The evaluation pitfalls of popular programmes
Through the fog of wall-to-wall Olympic coverage, a leaked piece of policy evaluation recently made it on to the front pages of the British media. This was research suggesting that a flagship government programme aimed at Troubled Families - costing hundreds of millions of pounds and heralded regularly by government as a great triumph - is in fact having very little impact at all.
While we await more information to see how true this turns out to be, it certainly raises the issue of what we want from an evaluation.
Over my years working in government, the private sector, and now the charity sector, I have come across just about everything in the evaluation world. Some of it's good, with real attempts to get fair data and understand what would have happened without the programme. Some is pretty bad, with anecdotes masquerading as data or questionnaires with leading questions put together as if someone had made them up over the kitchen table. Others are poor case studies, which are followed by enormous leaps of logic about the programme's effect. Fortunately, there are also a number of high-end randomised controlled trials (RCTs) or econometric studies trying to get to the heart of a programme's additionality and impact.
But even the good evaluations often tell us less than we might think. And this matters most when they are assessing a project or programme that the government, a charity, a funder, or even the public really wants to believe in - to believe that it works well enough that we should continue to invest in it.
The first point to make is that almost any intervention will have some positive impact on some outcomes. So, seeing this positive impact is no reason to run up the flag and rejoice. Charities find this fact very hard to understand. So, too, does government.
That's why you need to do more than check for impact. The key question is: was the cost of achieving that impact worth it and - in a related question - is it the best way of achieving that impact?
At the very least, that means some assessment of the amount of impact that would be needed to justify the cost of delivering the programme. If your data is good enough, a full economic analysis is ideal, because without that you run the risk of producing spurious figures.

- QUESTIONS ON THE MATERIAL:
a) In the evaluation article, what did the leaked research suggest about the Troubled Families program?
b) Pick up the evaluation article after its last sentence and keep writing.
The material that comes next has nothing to do with this.

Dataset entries
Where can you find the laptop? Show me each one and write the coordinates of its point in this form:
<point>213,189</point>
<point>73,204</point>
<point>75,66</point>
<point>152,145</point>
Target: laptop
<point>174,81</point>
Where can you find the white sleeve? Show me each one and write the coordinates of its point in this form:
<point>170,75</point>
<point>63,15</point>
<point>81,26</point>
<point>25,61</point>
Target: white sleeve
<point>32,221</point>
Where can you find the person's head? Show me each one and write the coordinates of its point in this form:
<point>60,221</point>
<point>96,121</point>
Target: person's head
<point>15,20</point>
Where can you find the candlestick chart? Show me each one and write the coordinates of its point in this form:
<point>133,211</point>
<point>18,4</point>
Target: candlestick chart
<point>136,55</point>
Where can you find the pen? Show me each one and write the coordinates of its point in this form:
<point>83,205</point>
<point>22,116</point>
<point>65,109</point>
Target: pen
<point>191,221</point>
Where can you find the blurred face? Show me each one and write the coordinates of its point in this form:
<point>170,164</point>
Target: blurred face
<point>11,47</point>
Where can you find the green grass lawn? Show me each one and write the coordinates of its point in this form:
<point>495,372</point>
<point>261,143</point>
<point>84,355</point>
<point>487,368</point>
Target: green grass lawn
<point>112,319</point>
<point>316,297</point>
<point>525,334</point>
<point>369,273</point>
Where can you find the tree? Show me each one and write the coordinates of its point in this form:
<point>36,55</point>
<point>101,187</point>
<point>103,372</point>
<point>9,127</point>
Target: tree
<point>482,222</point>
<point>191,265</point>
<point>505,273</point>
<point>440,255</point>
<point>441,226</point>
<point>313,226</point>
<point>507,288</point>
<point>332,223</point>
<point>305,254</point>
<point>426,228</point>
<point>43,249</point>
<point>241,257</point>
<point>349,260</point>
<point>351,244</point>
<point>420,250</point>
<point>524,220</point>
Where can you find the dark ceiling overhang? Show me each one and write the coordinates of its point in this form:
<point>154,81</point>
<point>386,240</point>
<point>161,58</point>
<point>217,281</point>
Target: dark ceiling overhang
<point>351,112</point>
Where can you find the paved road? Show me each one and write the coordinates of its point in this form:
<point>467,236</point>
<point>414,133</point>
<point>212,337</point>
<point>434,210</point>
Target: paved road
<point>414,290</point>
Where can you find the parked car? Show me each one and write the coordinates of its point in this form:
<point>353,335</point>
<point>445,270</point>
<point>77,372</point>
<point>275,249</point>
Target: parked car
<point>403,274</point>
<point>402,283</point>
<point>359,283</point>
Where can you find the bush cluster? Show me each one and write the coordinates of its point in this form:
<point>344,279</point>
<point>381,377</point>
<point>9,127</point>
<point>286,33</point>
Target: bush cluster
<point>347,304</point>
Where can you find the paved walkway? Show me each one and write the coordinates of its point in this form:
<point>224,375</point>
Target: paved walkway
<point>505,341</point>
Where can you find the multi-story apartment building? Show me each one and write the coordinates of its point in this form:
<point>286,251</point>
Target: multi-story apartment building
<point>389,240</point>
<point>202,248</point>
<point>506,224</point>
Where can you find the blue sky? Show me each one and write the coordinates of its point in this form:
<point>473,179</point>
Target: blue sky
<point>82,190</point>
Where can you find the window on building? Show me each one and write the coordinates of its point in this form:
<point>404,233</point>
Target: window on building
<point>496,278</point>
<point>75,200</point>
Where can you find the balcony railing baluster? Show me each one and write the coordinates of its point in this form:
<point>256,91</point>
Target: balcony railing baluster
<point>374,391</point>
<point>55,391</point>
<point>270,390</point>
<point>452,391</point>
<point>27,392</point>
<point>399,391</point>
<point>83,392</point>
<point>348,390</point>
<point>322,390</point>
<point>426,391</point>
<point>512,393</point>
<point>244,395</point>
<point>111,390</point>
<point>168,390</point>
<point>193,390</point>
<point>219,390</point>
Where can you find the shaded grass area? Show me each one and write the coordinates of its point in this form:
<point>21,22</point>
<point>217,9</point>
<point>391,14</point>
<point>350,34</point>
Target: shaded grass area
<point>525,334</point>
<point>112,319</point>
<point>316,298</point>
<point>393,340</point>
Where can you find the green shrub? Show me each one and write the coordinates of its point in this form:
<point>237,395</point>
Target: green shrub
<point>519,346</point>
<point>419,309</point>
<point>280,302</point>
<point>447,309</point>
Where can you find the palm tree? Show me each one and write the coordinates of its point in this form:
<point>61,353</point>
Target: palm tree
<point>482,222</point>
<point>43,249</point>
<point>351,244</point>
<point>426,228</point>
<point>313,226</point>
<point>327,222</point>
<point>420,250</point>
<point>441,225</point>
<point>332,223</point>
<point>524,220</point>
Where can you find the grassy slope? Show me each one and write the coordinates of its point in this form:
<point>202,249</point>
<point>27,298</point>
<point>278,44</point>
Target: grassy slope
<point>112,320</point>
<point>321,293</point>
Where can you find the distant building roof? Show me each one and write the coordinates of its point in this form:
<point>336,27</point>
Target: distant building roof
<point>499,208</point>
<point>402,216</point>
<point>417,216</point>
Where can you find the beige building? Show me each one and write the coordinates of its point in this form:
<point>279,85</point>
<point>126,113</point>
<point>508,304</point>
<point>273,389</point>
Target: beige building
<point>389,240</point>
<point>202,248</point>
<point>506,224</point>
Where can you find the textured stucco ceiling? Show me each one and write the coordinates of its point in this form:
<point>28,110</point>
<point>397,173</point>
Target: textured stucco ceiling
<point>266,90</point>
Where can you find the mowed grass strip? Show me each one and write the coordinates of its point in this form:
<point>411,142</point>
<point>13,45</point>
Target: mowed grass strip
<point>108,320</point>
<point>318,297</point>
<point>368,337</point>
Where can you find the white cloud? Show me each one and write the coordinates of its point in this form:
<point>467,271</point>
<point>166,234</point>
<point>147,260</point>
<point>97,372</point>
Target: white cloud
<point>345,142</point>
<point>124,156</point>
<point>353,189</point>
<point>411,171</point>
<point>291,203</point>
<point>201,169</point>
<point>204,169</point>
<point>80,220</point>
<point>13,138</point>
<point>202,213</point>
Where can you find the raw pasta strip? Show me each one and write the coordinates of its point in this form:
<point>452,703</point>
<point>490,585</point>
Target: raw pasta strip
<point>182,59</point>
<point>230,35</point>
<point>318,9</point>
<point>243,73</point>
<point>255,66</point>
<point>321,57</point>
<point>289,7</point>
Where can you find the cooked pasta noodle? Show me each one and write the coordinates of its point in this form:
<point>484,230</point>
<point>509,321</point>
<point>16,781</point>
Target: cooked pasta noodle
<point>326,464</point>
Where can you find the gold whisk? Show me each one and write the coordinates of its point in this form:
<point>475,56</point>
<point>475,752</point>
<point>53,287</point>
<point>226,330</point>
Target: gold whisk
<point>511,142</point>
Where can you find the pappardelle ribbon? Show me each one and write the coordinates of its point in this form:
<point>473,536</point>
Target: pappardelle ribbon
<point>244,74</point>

- TASK-BY-TASK ANSWERS:
a) It suggested the program was in fact having very little impact at all.

b)
Secondly, we need to ask whether the impact achieved is sustained over time, or whether repeated doses of the intervention are needed. For example, does a course of six mentoring sessions put someone on the path to a better life once and for all, or does its impact fade fast unless you provide further mentoring or some other intervention, such as catch-up
Issues like this have arisen in the evaluation of the National Citizen Service (NCS), a government programme that will cost some £500m a year when fully up and running. We know that young people feel better and more positive after being on NCS - but do only the better motivated go on NCS, how long does the “glow effect” last, does it really change their actual behaviours, and could the same result have been achieved in other ways (like funding voluntary groups to work with the young people)?
The evaluators try to answer some of these questions, but their caveats tend to get lost when an enthusiastic government is telling the story. Even thorough evaluations, such as a recent RCT-based Behavioural Insights Team report on Youth Social Action, suffer from these failings, which makes it dangerous to exaggerate their impact.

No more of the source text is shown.